» **Input records**
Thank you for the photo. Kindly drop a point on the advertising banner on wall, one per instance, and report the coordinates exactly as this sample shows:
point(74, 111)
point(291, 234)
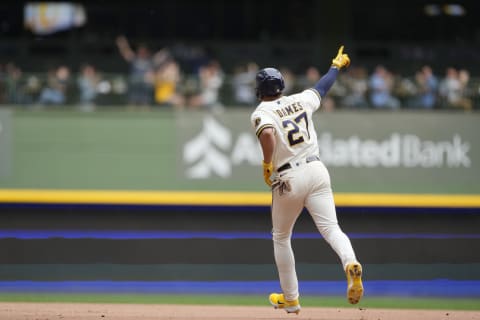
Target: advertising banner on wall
point(365, 152)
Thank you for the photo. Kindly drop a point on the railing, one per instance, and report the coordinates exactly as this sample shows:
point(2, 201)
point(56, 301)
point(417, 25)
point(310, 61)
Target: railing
point(114, 89)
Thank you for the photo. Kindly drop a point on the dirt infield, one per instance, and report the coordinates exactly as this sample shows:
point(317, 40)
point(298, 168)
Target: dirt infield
point(83, 311)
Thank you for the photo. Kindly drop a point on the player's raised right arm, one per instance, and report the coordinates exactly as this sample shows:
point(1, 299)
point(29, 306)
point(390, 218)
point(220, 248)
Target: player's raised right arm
point(325, 83)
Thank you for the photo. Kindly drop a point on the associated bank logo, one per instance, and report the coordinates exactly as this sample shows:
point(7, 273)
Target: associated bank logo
point(214, 151)
point(205, 151)
point(407, 150)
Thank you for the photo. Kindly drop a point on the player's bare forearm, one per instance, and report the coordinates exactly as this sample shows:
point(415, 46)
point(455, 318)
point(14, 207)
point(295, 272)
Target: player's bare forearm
point(342, 60)
point(267, 141)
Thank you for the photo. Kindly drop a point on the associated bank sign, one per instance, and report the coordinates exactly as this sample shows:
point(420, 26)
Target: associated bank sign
point(398, 150)
point(218, 149)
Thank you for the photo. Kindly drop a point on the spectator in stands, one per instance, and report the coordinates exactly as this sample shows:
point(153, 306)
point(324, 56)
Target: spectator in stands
point(140, 86)
point(167, 79)
point(380, 85)
point(12, 83)
point(427, 88)
point(243, 84)
point(55, 91)
point(211, 79)
point(87, 83)
point(453, 88)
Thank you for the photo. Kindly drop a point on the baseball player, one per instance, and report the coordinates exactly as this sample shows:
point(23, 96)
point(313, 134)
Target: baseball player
point(297, 177)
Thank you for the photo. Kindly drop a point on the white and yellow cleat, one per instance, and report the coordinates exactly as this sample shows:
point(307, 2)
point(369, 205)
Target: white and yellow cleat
point(277, 300)
point(354, 281)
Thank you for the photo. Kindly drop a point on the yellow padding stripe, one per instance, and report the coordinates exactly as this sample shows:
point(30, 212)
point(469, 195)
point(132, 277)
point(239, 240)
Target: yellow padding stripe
point(226, 198)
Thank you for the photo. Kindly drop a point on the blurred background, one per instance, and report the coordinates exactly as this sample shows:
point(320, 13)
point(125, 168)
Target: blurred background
point(127, 160)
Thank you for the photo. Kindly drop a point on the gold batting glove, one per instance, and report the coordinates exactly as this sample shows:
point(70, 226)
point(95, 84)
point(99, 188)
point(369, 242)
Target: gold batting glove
point(341, 60)
point(267, 172)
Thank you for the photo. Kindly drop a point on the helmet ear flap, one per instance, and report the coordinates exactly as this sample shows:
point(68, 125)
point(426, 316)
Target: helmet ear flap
point(270, 83)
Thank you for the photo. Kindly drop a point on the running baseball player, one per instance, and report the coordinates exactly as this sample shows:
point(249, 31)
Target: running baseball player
point(292, 168)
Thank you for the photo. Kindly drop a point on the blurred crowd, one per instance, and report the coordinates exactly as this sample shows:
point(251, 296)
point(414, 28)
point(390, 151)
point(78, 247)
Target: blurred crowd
point(186, 78)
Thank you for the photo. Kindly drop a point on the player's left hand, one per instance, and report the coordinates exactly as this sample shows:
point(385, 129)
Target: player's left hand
point(341, 60)
point(267, 172)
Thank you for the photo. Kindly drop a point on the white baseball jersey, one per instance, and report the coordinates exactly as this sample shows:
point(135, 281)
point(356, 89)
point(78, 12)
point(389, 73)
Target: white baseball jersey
point(291, 117)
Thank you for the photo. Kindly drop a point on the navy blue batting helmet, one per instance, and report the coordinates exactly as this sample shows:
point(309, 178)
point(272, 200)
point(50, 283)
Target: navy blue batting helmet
point(269, 83)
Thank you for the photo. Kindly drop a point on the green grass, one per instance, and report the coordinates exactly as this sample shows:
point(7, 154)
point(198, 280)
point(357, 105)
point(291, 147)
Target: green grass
point(307, 301)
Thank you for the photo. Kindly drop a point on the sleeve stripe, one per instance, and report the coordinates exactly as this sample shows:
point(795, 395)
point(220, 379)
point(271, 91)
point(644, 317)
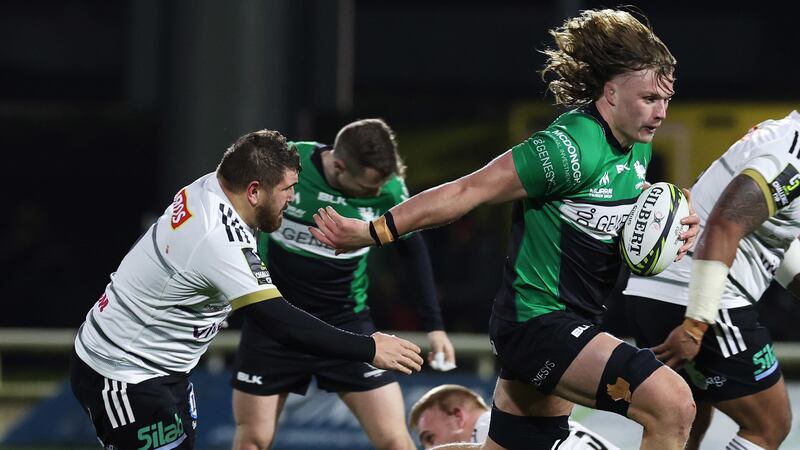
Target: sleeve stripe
point(762, 183)
point(255, 297)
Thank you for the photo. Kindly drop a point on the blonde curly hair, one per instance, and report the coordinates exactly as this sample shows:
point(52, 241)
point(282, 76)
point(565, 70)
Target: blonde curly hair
point(596, 46)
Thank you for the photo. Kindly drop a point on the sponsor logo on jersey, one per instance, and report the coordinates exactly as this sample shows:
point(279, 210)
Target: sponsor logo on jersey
point(209, 331)
point(765, 362)
point(160, 434)
point(786, 186)
point(247, 378)
point(601, 192)
point(296, 236)
point(606, 220)
point(330, 198)
point(180, 212)
point(257, 266)
point(547, 165)
point(542, 374)
point(641, 170)
point(579, 330)
point(574, 162)
point(102, 303)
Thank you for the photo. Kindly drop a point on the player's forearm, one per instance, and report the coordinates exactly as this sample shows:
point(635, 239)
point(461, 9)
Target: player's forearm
point(740, 209)
point(296, 328)
point(434, 207)
point(719, 241)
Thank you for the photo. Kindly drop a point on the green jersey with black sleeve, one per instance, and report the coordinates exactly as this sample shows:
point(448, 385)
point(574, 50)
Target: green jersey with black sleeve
point(581, 185)
point(330, 286)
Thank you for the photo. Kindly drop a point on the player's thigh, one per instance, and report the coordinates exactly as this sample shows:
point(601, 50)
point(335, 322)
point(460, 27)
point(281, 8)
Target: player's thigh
point(765, 413)
point(151, 414)
point(257, 412)
point(523, 399)
point(612, 375)
point(380, 410)
point(651, 320)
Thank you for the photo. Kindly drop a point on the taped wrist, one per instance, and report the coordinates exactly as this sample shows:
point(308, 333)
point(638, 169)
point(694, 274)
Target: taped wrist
point(382, 230)
point(705, 289)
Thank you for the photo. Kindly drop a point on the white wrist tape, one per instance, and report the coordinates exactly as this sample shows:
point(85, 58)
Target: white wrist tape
point(705, 289)
point(790, 265)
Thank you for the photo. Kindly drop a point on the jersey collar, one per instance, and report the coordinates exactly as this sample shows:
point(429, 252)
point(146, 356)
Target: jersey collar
point(591, 110)
point(213, 185)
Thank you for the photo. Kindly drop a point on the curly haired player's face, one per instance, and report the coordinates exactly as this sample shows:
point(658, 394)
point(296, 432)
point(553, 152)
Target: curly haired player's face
point(269, 211)
point(639, 105)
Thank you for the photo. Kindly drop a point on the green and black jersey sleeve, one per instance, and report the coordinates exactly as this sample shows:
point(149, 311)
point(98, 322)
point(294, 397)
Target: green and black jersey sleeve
point(330, 286)
point(581, 185)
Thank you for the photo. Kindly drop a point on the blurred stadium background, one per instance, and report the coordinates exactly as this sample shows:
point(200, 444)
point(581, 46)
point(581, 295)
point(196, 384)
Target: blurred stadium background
point(108, 107)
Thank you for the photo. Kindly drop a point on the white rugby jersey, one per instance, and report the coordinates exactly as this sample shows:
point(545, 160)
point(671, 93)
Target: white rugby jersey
point(174, 288)
point(580, 437)
point(770, 154)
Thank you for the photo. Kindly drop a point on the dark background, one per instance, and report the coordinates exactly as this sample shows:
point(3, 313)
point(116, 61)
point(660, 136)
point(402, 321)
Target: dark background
point(108, 107)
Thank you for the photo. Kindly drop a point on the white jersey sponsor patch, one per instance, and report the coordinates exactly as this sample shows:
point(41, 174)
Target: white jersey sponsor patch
point(174, 289)
point(770, 153)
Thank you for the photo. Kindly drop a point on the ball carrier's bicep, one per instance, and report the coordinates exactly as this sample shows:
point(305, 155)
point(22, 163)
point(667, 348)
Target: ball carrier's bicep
point(496, 182)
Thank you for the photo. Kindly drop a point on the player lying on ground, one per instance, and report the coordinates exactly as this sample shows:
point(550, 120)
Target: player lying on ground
point(451, 413)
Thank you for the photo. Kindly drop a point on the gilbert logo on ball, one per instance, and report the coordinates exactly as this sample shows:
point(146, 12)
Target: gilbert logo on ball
point(649, 241)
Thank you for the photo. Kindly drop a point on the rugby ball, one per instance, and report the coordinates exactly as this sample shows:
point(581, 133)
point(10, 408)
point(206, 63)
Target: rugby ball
point(649, 241)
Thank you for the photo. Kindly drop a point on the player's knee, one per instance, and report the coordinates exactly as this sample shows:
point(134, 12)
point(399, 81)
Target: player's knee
point(399, 440)
point(252, 438)
point(774, 427)
point(626, 369)
point(517, 432)
point(667, 405)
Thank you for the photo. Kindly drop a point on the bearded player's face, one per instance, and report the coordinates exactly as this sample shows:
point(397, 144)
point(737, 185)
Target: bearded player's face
point(269, 213)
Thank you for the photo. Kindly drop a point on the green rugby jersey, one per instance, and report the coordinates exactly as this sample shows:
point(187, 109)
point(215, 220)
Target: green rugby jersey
point(581, 186)
point(310, 275)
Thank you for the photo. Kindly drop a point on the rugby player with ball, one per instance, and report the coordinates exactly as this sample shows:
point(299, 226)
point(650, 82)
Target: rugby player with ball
point(573, 184)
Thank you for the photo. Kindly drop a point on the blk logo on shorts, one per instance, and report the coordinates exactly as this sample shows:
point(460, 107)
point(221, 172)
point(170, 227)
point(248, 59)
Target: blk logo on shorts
point(247, 378)
point(578, 331)
point(374, 373)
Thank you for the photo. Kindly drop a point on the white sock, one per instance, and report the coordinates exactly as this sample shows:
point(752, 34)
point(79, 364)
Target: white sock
point(740, 443)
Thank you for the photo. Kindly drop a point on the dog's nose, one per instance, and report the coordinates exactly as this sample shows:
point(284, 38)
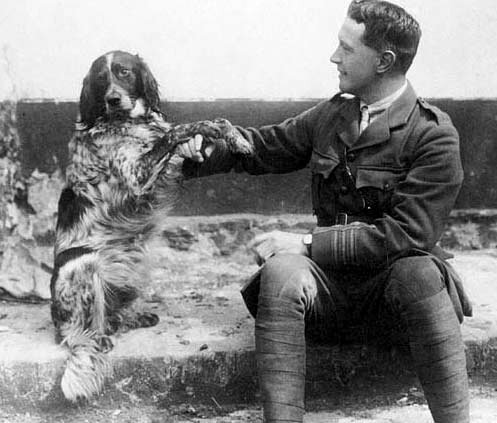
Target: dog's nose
point(113, 99)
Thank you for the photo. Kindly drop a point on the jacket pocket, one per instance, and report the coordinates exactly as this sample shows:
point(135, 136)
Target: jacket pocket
point(323, 163)
point(385, 179)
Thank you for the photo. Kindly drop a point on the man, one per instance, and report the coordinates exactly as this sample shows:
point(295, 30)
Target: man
point(385, 174)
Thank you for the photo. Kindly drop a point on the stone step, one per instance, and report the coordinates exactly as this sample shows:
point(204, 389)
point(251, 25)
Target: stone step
point(203, 346)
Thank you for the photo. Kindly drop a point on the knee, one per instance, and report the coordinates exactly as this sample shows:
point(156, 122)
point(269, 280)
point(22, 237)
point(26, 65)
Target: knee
point(288, 277)
point(413, 279)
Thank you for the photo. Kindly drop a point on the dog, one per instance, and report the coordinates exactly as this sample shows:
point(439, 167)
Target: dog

» **Problem description**
From where "the dog, one" appears to the last line of the listing above, please write out every line exactly; leave out the rest.

» **Expected output**
Thank you for the photo. Kindly drop a point on the dog, one per instance, and report the coordinates exactly as this sample shows:
point(439, 167)
Target: dog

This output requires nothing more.